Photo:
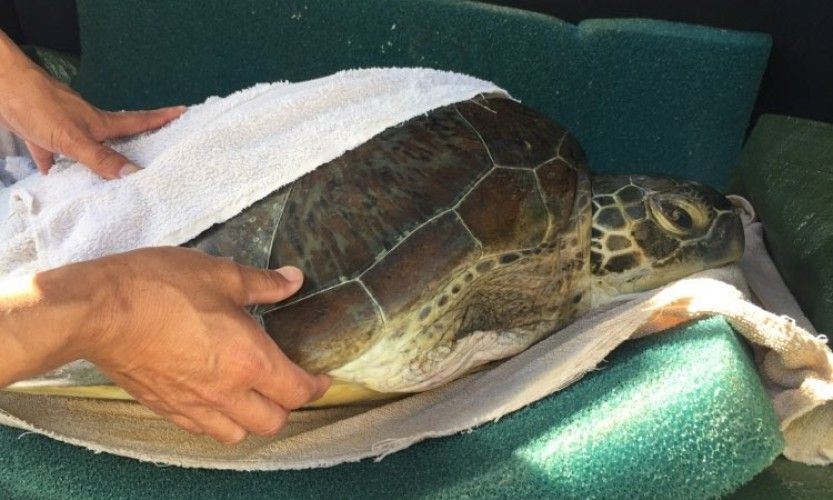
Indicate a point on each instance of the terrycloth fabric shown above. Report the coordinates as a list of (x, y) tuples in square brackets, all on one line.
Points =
[(60, 228), (796, 367), (639, 94), (681, 415), (211, 163)]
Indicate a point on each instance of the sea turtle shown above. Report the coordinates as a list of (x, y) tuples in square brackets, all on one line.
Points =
[(462, 237)]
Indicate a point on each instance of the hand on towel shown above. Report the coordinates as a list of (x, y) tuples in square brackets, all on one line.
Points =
[(51, 118), (169, 326)]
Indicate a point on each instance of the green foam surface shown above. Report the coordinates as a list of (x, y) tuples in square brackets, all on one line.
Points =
[(787, 173), (681, 415), (642, 96)]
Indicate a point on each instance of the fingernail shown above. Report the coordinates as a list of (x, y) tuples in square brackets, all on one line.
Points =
[(128, 169), (291, 273)]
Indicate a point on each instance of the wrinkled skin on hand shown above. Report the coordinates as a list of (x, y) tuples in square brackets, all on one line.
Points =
[(169, 325), (51, 118)]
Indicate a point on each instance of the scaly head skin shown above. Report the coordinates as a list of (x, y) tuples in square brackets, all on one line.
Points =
[(649, 231)]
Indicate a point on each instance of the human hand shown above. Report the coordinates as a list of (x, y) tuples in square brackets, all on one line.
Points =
[(170, 328), (51, 118)]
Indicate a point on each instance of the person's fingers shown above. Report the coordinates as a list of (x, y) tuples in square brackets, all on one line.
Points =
[(265, 286), (216, 425), (101, 159), (42, 157), (289, 385), (257, 414), (134, 122)]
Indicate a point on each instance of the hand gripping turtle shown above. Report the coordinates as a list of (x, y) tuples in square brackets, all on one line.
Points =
[(462, 237)]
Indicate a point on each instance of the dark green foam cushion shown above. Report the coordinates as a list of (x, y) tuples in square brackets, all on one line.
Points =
[(646, 96), (787, 173), (681, 415)]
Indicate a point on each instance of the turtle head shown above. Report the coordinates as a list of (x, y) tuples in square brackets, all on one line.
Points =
[(649, 231)]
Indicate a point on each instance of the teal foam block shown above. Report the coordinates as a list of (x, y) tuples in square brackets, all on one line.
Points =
[(681, 415), (642, 96)]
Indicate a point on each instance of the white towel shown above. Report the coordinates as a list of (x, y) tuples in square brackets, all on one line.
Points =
[(218, 158)]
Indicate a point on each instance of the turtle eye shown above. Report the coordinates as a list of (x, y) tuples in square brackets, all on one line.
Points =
[(676, 215)]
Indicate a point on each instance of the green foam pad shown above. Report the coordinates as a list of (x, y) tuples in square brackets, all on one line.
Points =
[(642, 96), (680, 415), (61, 65), (786, 171)]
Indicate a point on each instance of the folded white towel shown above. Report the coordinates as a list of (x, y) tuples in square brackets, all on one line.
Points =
[(218, 158)]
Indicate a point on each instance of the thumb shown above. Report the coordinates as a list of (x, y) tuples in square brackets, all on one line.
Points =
[(42, 157), (265, 286), (102, 160)]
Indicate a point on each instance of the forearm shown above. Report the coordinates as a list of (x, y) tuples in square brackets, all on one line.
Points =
[(43, 322)]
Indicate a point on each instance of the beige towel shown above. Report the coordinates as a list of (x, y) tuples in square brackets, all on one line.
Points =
[(796, 366)]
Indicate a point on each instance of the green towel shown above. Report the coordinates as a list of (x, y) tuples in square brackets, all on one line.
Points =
[(679, 415)]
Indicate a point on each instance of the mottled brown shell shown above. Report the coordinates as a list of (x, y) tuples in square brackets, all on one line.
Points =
[(398, 229)]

• [Exercise objective]: Reproduce every line of the records above word for word, leaving out the pictures.

• [Reply]:
Photo:
Indicate a point on each instance of the terrycloth fabric shown above. Report the coordinates as a list of (x, y) tuples in square brackets, all on one line.
Points =
[(60, 228), (796, 367), (639, 94), (681, 415), (211, 163)]
Indicate a point on each instance of the sea turtle shown above. Report the coordinates as a list of (x, y) tuples in square brackets, all on one line.
Points =
[(462, 237)]
Indicate a point on each instance of the hand on towel shown above. Report the coordinates as a list of (x, y) tuples in square brackets, all on one line.
Points =
[(51, 118), (169, 326)]
Indicate a point on each instance of the green foam surface shown above. Report the coordinates as a list of (x, y) tuples in square brackets, all on one line.
Points =
[(787, 173), (681, 415), (642, 96)]
Indicate a point on each instance of the fingernail shown above. Report the coordinates as a list of (x, y) tuples in square brackets, all on one line.
Points =
[(128, 169), (291, 273)]
Indicate a point on each instance of the wrinkled skin on hand shown above. Report the coordinates as a list of (x, y) tuples in square brackets, all on one line.
Points =
[(169, 325), (51, 118)]
Indicate a point on each instance of the scaly head skin shown above. Report the coordinates as a list of (x, y) tuples in square brackets, all on one line.
Points =
[(649, 231)]
Indicate a point on each instance of the human hand shown above. Report the coordinates as a list of (x, y) tuples in square brackets, all on one line.
Points =
[(170, 328), (51, 118)]
Indicate a point on each instance of the person's fingers shown above. Report the coordinates as a list of (x, y) tuples in square brackets, all on one line.
Points =
[(265, 286), (216, 425), (101, 159), (42, 157), (289, 385), (257, 414), (134, 122)]
Indicate a point on each instance of the hand gripping turtle shown above. Report the coordinates as a list of (x, y) tuples in square brackets, all on one line.
Points =
[(462, 237)]
Indicate a point on each instance of the dark green foam cushion shown above. Report the coordinates as a list of (x, y) tuples in square brackets, all on one line.
Points =
[(646, 96), (787, 173), (681, 415)]
Indicate a point on each instance of the turtle head shown above. Report the coordinates as a list of (x, y) tuples in square brackets, all on one line.
Points =
[(649, 231)]
Indicate a point on each instance of the teal foam block shown above. Report the coordinates as a list of (x, y) tuples in square brackets, all on one line.
Points =
[(681, 415), (642, 96)]
Indicate a point on each instance of the white towel shown above. Report the coordinates as a list of (x, y) tuples in square brackets, all on one line.
Points =
[(218, 158)]
Indicate a point on each instance of the turtle eye shown above. Report the coordinates as a list of (x, y) tuples in square brackets, all on one line.
Points =
[(676, 215)]
Indicate a point on each instance of the green foam pad shown above. Report the coordinates as a list of (x, y) tuples in square brackets, all on one line.
Points =
[(642, 96), (680, 415), (61, 65), (786, 171)]
Indicate a point on each instance of the folded white towel shown above. Report the coordinates as a list of (x, y) tuples in square brackets, all on one line.
Points =
[(218, 158)]
Indicate a point on each instance of the thumb shown above. Report the coordinates as a list of (x, y) tuples in square brackets, all on one line.
Points =
[(42, 157), (265, 286), (102, 160)]
Indicate a point on each instance of the forearm shown above. Report the coordinates as a list of (x, y) tuples in square brackets, all on one line.
Points =
[(43, 322)]
Indicate a point on each instance of the beige towel shown above. Report the coordinates as a list of (x, y) tuples in square brackets, all on one line.
Points =
[(796, 366)]
Indicate a point on each instance of the green towel shown above. Report the coordinates as a list of (x, y) tuples in square brackets, all on one line.
Points =
[(679, 415)]
Indicate a point on each instance of the mottled brown shell shown above. Report the coordinates as a list of (x, y) tuples in square brackets, all on one line.
Points =
[(398, 229)]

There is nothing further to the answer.